* _EXTRAIT CHOISI_
- - - - -

2 – Le guichet Industrie du futur, doté de 0,9 milliards d’euros, consiste à subventionner directement l’acquisition par des PME et ETI de certains matériels et technologies participant à leur modernisation et à leur transformation vers l’industrie du futur.
On voit d’emblée la complexité de différencier des opérations relevant d’un investissement, d’une modernisation et/ou d’une transformation des entreprises concernées, les ambiguïtés tenant à la distinction des activités selon leur classement dans ces deux objectifs, complexité renforcée par la prise en compte de l’impact territorial dans un cas et pas dans l’autre, etc. Ce qui explique la difficulté que nous avons à répertorier les entreprises régionales concernées selon les listes publiées officiellement (nationalement et dans certains départements), qui ne suivent pas nettement les distinctions annoncées par ces dispositifs.
La dénomination « industrie du futur », notamment recouvre souvent dans les bilans publiés les actions pour aider méthodologiquement les TPE et PME à se numériser et non des investissements industriels « de rupture ». Rappelons aussi que plusieurs politiques de soutien à l’industrie ont été lancées avant le plan de relance (le plan robotique comme le soutien aux Territoires d’Industrie datent de 2018) et se confondent avec les interventions du plan de relance.
Un plan de relance avec une vision à court terme et des effets d’aubaine
Pour ce qui est de l’évaluation produite par le comité, on peut relever les enseignements suivants (résultats nationaux).
1 – Les bénéficiaires sont globalement satisfaits du processus mais compte tenu du volume de dossiers et des « délais contraints d’instruction » les opérateurs chargés de la gestion ont dû « se réorganiser dans l’urgence au détriment parfois de l’accompagnement des porteurs de projets ». Peut-on lire là que de nombreux dossiers ont été acceptés sans analyse suffisante ?
2 – Le dispositif Soutien à l’investissement et à la modernisation de l’industrie :
2 179 bénéficiaires ont été identifiés mi-septembre 2021 pour 1,7 millions d’euros de subventions.

- - - - -

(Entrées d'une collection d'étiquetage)
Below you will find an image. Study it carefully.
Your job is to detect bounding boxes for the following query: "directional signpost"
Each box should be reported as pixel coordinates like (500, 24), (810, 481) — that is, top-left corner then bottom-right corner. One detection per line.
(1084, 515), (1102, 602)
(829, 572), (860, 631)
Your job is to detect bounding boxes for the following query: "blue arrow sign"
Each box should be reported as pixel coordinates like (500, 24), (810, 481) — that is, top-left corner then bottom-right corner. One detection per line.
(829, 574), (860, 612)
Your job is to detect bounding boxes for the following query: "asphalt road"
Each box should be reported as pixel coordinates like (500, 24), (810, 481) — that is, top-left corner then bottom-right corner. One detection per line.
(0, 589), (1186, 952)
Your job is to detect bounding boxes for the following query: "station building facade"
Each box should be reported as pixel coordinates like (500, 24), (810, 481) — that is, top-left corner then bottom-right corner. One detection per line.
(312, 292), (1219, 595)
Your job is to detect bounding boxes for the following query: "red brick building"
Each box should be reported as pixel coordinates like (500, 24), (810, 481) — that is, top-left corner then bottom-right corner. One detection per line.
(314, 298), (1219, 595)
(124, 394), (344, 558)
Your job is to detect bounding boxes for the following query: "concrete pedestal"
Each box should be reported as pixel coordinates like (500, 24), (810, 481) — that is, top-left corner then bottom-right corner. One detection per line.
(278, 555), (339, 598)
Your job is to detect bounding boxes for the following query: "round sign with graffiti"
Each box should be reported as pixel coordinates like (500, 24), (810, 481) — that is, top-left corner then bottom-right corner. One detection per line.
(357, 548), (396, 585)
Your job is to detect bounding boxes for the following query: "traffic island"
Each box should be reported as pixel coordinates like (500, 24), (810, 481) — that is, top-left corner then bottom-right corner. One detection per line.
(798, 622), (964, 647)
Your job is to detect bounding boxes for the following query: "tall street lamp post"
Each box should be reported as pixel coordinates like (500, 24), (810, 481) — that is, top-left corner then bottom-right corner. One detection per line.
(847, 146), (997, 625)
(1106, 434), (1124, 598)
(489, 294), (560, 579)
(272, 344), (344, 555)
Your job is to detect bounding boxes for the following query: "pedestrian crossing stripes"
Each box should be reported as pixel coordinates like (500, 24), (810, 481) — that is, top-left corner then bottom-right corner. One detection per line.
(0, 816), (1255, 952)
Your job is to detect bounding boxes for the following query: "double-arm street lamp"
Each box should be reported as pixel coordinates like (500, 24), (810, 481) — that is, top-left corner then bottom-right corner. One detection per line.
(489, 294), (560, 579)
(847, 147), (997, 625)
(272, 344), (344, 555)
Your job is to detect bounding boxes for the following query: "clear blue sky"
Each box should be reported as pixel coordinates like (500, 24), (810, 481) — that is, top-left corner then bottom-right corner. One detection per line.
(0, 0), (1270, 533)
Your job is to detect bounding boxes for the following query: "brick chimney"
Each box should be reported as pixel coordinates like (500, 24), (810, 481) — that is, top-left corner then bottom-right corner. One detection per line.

- - - - -

* _CONSIGNE 1_
Pouvez-vous réécrire sous forme de courte liste le paragraphe de l'extrait sur le plan de relance qui commence par « La dénomination », en conservant ses faits principaux ?
* _CONSIGNE 2_
Quelles lignes du listing contiennent la chaîne "building" ? Repérez-les en tenant compte de la casse et recopiez chacune en entier.

* _RÉPONSE 1_
- Dans les bilans publiés, l'appellation « industrie du futur » recouvre souvent des actions d'aide méthodologique à la numérisation des TPE et PME, et non des investissements industriels « de rupture ».
- Plusieurs politiques de soutien à l'industrie sont antérieures au plan de relance : le plan robotique et le soutien aux Territoires d'Industrie datent de 2018.
- Ces politiques se confondent avec les interventions du plan de relance.

* _RÉPONSE 2_
Your job is to detect bounding boxes for the following query: "station building facade"
Your job is to detect bounding boxes for the following query: "red brick building"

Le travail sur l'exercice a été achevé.